(Entries from a pointing dataset)
++++++

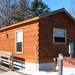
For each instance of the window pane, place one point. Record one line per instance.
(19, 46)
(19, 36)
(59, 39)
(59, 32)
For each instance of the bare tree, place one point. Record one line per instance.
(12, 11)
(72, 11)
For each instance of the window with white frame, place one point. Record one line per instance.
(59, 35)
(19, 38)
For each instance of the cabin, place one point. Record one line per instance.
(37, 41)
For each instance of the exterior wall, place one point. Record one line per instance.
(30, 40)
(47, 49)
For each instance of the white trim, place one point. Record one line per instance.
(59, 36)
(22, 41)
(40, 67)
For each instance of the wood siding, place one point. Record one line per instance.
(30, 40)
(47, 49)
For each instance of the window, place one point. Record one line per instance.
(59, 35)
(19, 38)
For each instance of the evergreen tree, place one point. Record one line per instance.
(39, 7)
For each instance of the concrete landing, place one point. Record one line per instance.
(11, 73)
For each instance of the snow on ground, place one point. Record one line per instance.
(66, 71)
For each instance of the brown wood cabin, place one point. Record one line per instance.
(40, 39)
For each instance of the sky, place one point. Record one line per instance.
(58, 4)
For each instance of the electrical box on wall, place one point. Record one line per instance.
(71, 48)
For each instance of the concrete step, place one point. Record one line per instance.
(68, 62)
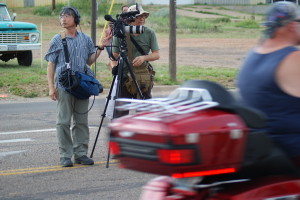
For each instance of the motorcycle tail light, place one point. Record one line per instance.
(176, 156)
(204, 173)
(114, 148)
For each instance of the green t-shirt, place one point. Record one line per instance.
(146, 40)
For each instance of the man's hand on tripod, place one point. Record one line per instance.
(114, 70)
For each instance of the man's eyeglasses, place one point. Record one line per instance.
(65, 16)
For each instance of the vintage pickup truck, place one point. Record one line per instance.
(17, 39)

++++++

WORK TO COMPLETE:
Write out the data above again, swapping every "place one point" for "mark one spot" and keeping everything else the same. Leave the pictures out of your answer.

WORKED ANSWER:
For each instance of the window pane, mark one spot. Record one line per instance.
(19, 46)
(19, 36)
(59, 39)
(59, 32)
For each instance of the bare tree, mark one spot. Record one line per instance.
(12, 11)
(72, 11)
For each instance of the window with white frame, mark one spot. Record one line per instance.
(59, 35)
(19, 38)
For each instance of the cabin, mark one spot. Record one line per instance.
(37, 41)
For each instance of the exterior wall, mark one spot. Record one line per instance.
(30, 40)
(47, 49)
For each instance of the white trim, mark one spot. Record one line per instance.
(59, 36)
(22, 41)
(40, 67)
For each instance of the wood siding, mark one spot. Record one line per instance.
(30, 40)
(47, 49)
For each instance of the window, mark one spot. Record one line per instance.
(59, 35)
(19, 38)
For each instance of the evergreen tree, mark one spot. Record one line per instance.
(39, 7)
For each instance of the concrete landing, mark one spot. Record one line per instance.
(11, 73)
For each instance of the snow on ground, mark one spot. Record one line per instance.
(66, 71)
For each instance of the brown wood cabin, mark one spot. Record one line per instance.
(40, 39)
For each instance of the sky, mark one spot. Record one line per instance.
(58, 4)
For each instance of the electrical box on wall, mark one spot. Record one line per instance.
(71, 48)
For each instance of the concrete step, mark one spot. Record one line per instance.
(68, 62)
For each instance of the motorcycle tail light, mark one spot. Record one line per instance.
(176, 156)
(204, 173)
(114, 148)
For each instance of the green t-shirt, mark one spot. Record one line per instance.
(146, 40)
For each instance of the man's hand on tripod, mark one spot. Record one line per instance.
(114, 70)
For each instance of the man's eyeglasses, mark one spot. Record one line per instance.
(65, 16)
For each instance of the vintage pickup truck, mark one spot. Record one line per instance.
(17, 39)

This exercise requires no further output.